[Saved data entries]
——————

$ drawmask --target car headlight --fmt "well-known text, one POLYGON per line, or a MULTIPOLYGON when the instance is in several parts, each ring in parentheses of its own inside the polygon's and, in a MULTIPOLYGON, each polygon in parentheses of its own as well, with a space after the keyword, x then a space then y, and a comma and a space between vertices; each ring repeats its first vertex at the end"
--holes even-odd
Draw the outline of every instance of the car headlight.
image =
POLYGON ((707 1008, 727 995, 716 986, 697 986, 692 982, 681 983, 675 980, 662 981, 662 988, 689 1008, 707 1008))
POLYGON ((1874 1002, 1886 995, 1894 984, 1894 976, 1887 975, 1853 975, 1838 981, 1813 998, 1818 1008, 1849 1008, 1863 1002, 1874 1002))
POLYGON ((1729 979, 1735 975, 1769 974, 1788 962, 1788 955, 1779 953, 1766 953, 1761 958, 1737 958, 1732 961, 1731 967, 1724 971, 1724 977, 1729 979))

——————

All of the entries above should be written out again exactly.

$ drawmask --target car headlight --fmt "well-known text, one POLYGON per line, or a MULTIPOLYGON when the instance is in several parts, each ring in parentheses of its own inside the polygon's and, in a MULTIPOLYGON, each polygon in parentheses of its own as well, with a space after the keyword, x then a space then y, and a comma and a space between vertices; each ring repeats its first vertex at the end"
--holes even-odd
Draw the outline of every instance of the car headlight.
image =
POLYGON ((707 1008, 727 995, 716 986, 697 986, 692 982, 681 983, 675 980, 662 981, 662 988, 689 1008, 707 1008))
POLYGON ((1874 1002, 1886 995, 1894 984, 1894 976, 1887 975, 1853 975, 1838 981, 1813 998, 1818 1008, 1849 1008, 1863 1002, 1874 1002))
POLYGON ((1729 979, 1735 975, 1769 974, 1788 962, 1788 955, 1779 953, 1766 953, 1761 958, 1737 958, 1732 961, 1731 967, 1724 971, 1724 977, 1729 979))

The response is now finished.